> _Problem requirements_
Edit the entries starting at the line that contains "Accessibility service: describe the location of khaki" and ending at the line that contains "222,222 -> 281,270": replace "khaki shorts" with "tan shorts" and keep everything else the same. Return only those lines.

begin

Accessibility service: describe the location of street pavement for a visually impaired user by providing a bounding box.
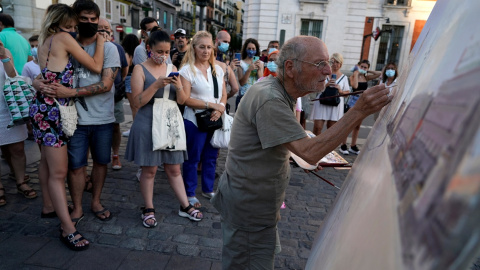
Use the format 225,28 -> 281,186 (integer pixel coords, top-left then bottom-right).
0,110 -> 356,269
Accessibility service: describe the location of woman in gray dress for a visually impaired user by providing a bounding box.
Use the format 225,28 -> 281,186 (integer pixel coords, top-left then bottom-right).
125,31 -> 203,228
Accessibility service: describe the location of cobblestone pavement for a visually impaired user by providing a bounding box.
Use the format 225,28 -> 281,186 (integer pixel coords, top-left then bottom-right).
0,122 -> 356,269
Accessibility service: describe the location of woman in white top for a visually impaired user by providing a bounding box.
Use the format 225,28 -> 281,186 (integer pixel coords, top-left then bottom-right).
310,53 -> 350,136
180,31 -> 227,207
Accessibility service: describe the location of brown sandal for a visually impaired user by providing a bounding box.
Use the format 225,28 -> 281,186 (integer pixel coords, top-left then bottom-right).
0,187 -> 7,206
17,182 -> 37,199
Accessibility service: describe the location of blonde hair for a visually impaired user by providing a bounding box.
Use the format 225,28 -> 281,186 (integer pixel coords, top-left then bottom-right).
39,4 -> 78,44
180,31 -> 217,76
330,53 -> 343,65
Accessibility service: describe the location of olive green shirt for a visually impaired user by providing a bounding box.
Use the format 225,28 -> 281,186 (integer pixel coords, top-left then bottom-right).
212,76 -> 307,232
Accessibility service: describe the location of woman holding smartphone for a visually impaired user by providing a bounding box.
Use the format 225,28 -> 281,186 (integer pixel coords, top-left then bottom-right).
235,38 -> 263,110
125,31 -> 203,228
340,59 -> 382,155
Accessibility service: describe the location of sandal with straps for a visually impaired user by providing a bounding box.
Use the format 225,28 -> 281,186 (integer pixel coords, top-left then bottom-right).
60,231 -> 90,251
0,187 -> 7,206
178,204 -> 203,221
17,181 -> 37,199
142,208 -> 157,229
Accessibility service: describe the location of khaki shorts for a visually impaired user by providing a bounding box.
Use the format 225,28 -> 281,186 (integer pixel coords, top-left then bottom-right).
113,99 -> 125,124
222,222 -> 281,270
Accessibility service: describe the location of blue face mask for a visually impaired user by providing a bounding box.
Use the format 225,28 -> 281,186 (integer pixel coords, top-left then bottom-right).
218,42 -> 230,53
267,61 -> 278,72
58,27 -> 77,39
385,69 -> 395,77
268,48 -> 278,54
30,48 -> 38,58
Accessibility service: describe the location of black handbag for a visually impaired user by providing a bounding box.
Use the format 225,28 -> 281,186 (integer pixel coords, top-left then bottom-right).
319,75 -> 345,106
195,68 -> 223,132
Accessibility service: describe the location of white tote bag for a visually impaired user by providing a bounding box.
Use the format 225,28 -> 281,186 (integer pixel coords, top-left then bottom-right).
53,98 -> 78,137
210,112 -> 233,148
152,64 -> 187,151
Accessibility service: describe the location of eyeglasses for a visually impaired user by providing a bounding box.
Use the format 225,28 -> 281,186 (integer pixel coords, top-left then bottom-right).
293,58 -> 333,70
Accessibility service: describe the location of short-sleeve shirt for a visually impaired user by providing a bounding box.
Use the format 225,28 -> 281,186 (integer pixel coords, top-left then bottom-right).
212,76 -> 307,232
74,41 -> 120,125
179,64 -> 224,125
0,27 -> 32,75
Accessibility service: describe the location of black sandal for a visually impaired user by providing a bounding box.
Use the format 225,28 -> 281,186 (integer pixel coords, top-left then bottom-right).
142,208 -> 157,229
17,181 -> 37,199
60,231 -> 90,251
0,187 -> 7,206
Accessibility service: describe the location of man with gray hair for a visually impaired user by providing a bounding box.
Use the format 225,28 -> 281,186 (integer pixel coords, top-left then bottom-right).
212,36 -> 391,269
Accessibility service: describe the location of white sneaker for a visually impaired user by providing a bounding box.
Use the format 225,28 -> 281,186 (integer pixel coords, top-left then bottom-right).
137,169 -> 142,182
340,144 -> 348,155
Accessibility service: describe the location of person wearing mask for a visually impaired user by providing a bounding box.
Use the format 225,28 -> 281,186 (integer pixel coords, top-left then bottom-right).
34,0 -> 120,226
170,28 -> 188,69
98,18 -> 128,170
22,35 -> 40,82
125,31 -> 203,228
235,38 -> 264,108
310,53 -> 350,136
30,4 -> 105,251
180,31 -> 227,208
122,34 -> 140,137
0,13 -> 33,75
340,59 -> 382,155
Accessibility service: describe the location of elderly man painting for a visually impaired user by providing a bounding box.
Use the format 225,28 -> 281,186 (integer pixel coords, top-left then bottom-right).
212,36 -> 391,269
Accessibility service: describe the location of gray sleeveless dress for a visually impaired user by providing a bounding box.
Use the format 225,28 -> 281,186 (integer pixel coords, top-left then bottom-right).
125,64 -> 187,166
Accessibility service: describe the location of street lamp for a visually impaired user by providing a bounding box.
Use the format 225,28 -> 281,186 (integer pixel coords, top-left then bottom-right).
195,0 -> 207,31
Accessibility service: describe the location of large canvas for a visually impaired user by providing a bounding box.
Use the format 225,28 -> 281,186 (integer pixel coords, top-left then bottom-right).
307,0 -> 480,270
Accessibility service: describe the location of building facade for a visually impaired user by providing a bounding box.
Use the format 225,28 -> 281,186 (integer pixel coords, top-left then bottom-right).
243,0 -> 436,71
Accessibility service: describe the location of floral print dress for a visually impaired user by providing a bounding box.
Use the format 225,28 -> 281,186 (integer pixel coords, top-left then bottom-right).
30,37 -> 74,147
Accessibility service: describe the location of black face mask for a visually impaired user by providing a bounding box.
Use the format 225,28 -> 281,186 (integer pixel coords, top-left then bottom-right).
77,22 -> 98,38
58,27 -> 77,39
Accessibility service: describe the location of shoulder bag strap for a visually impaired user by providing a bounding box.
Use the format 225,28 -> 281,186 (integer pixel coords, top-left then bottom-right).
163,64 -> 173,100
210,65 -> 218,98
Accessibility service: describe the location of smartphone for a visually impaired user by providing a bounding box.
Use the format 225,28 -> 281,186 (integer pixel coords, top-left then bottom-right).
235,53 -> 242,61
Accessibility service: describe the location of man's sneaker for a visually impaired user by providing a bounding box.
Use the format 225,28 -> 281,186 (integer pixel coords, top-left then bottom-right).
137,169 -> 142,182
340,144 -> 348,155
348,145 -> 360,155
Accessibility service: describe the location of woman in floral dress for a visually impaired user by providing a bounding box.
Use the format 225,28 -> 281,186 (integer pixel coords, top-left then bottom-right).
30,4 -> 105,250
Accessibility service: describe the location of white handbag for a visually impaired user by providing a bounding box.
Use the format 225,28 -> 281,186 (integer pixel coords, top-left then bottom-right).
210,112 -> 233,148
152,64 -> 187,151
53,98 -> 78,137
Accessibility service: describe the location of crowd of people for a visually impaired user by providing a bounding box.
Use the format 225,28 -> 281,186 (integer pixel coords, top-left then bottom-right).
0,0 -> 398,269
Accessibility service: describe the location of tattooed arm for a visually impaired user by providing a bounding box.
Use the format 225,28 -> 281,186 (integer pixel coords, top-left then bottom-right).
40,67 -> 118,98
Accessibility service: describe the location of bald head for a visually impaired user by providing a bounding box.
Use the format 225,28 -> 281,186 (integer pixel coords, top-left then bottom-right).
276,36 -> 328,73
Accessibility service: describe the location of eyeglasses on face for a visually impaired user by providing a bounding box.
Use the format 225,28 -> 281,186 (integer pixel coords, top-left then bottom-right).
293,58 -> 333,70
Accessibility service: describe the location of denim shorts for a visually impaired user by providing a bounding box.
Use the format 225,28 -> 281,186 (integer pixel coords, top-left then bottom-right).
67,123 -> 113,170
125,75 -> 132,94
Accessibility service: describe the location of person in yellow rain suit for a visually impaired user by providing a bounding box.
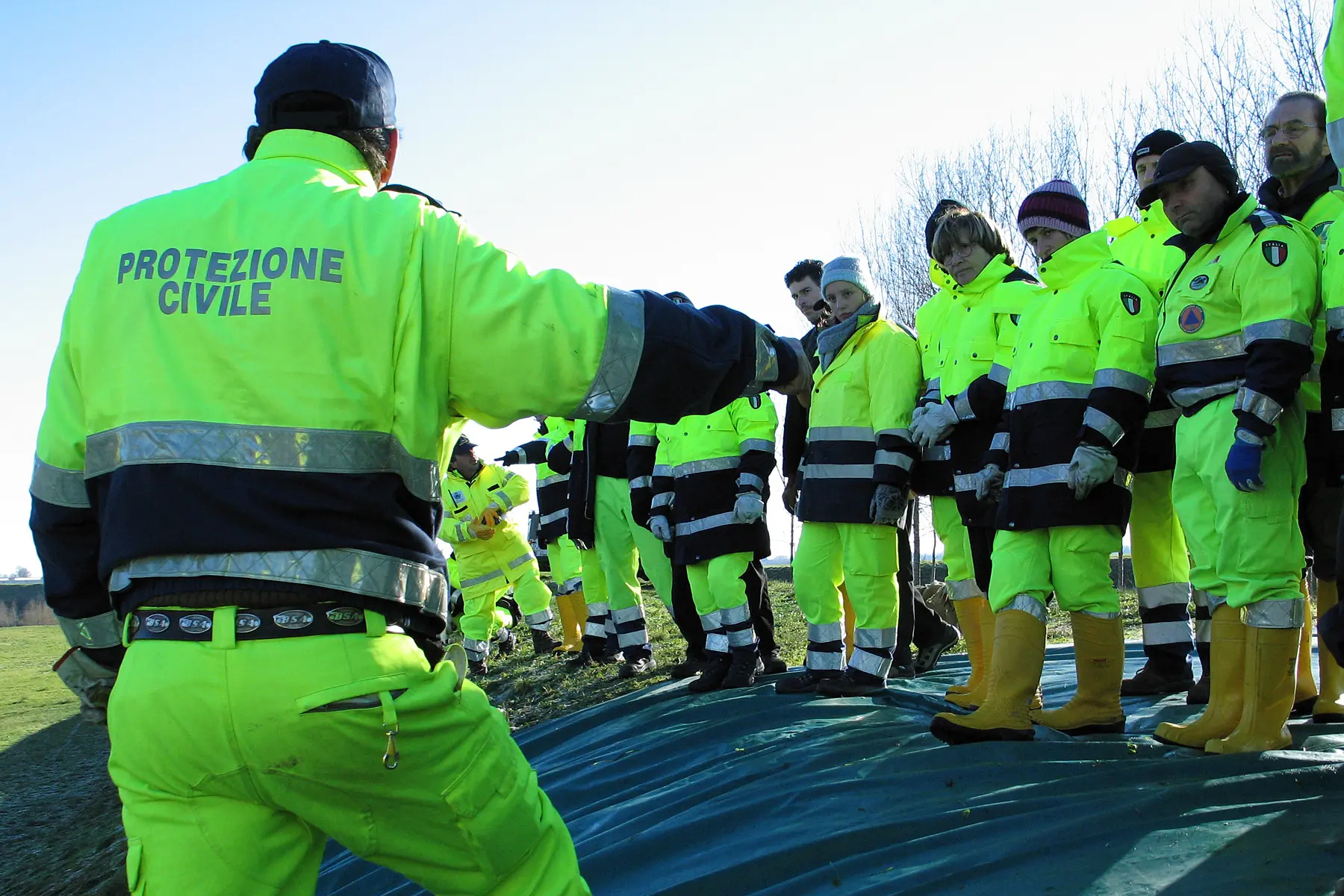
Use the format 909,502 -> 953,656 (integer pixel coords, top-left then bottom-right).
930,180 -> 1154,744
440,437 -> 561,674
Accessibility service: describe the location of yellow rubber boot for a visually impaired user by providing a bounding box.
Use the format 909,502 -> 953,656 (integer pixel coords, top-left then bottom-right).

end

> _Exercise response_
Accessibility service: describe the location of tan shorts for a visually impaired user by providing a bounding box.
Use the format 225,28 -> 281,186 (integer pixel coords, top-left then bottom-right).
113,99 -> 125,124
222,222 -> 281,270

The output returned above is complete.